Task description — Resume the article below on requests to remove books from the Ottawa Public Library, continuing it from the point where it stops.

>> Start Page extract

After the Toronto Public Library system was asked to ban the Dr. Seuss classic, Hop on Pop, because it apparently promotes violence against fathers, CBC Ottawa decided to ask the Ottawa Public Library if it's had any requests to remove books. 

Hop on Pop

A request to the Toronto Public Library asked them to remove the Dr. Seuss book, Hop on Pop, alleging it promoted violence against fathers.

While there's nothing quite as outlandish as banning Hop on Pop, the list offers a window into what some people find offensive. And you may, or may not agree.

There were 11 requests, including two for the DVD, Killer Joe. Here are the 10 books or DVDs that sparked at least one upset reader or viewer.

The Ottawa Public Library elected not to remove 10 of the 11 requests:

  1. Someone thought the history of Halloween was connected to the devil in a booklet called The Facts on Halloween, and the booklet allegedly had a "pro-religious bias." The library did not remove the booklet.
  2. Someone objected to the tone of The Natural Family: A Manifesto, arguing the 2007 book is written from a traditionalist point of view. The library did not remove the book.
  3. Someone thought a book on history and geography written in Arabic is religiously and politically incorrect. The library did not remove the book.
  4. Someone thought the children's book, Je déteste l'école, contains pictures too scary for the intended age group. The library did not remove the book.

>> End Page extract
>> Start Provided data

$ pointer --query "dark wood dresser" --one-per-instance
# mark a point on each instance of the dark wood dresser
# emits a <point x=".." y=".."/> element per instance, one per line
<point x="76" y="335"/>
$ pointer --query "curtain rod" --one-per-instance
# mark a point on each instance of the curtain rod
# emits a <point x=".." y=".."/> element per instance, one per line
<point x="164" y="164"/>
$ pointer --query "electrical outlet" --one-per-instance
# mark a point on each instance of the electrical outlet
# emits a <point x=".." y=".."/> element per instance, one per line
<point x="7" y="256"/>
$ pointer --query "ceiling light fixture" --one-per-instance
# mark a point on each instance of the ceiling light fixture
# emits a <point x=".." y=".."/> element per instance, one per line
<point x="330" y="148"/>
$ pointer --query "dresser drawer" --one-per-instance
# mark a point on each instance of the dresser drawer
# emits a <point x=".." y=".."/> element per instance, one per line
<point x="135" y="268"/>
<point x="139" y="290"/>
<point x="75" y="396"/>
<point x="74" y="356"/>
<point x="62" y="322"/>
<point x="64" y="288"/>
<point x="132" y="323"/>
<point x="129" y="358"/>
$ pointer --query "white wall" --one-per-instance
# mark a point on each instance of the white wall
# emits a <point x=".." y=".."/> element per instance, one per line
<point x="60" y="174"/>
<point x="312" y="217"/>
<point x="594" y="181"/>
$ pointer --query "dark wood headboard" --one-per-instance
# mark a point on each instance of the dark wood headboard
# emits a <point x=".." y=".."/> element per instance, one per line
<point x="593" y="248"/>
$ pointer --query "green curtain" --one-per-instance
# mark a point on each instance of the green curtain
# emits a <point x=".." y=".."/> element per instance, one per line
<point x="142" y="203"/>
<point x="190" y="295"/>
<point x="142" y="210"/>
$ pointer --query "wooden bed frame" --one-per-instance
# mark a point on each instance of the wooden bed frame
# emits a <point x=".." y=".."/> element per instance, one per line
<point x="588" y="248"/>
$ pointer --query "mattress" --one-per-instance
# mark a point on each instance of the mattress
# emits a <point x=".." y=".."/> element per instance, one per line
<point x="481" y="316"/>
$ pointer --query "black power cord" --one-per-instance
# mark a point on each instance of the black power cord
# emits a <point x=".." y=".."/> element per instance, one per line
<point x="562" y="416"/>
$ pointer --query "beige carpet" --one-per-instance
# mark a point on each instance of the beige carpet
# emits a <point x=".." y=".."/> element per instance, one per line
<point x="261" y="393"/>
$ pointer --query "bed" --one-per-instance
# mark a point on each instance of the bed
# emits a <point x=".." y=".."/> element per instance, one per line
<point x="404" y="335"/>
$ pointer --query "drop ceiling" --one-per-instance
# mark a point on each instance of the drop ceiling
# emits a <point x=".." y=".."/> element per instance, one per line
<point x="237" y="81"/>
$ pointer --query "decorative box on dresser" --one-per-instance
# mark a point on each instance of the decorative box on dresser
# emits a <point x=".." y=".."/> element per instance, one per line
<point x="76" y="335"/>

>> End Provided data

Reply to the exercise —
  5. Someone thought the e-book, Snowbound in Nowhere, contains explicit text about a homosexual relationship that's too graphic for the intended audience. A warning for graphic sexual content was requested. The library did not remove the e-book.
  6. Two complainants thought the DVD, Killer Joe, starring Matthew McConaughey, should have a rating change or a graphic content warning because of scenes of violence and explicit sex. The library did not remove the DVD.
  7. Someone thought the DVD, Favourite Game, based on a Leonard Cohen novel, should be banned because of scenes of what the viewer described as child pornography. The library did not remove the DVD.
  8. Someone thought the rating for the DVD, Compliance, should be changed because of a scene where a teenage girl is asked to undress for a strip search. The library did not remove the DVD.
  9. Someone objected to the book, What is Marriage?: Man and Woman: A defense​, objecting to the tone of the book and indicating it was written from a traditionalist viewpoint​. The book was not removed.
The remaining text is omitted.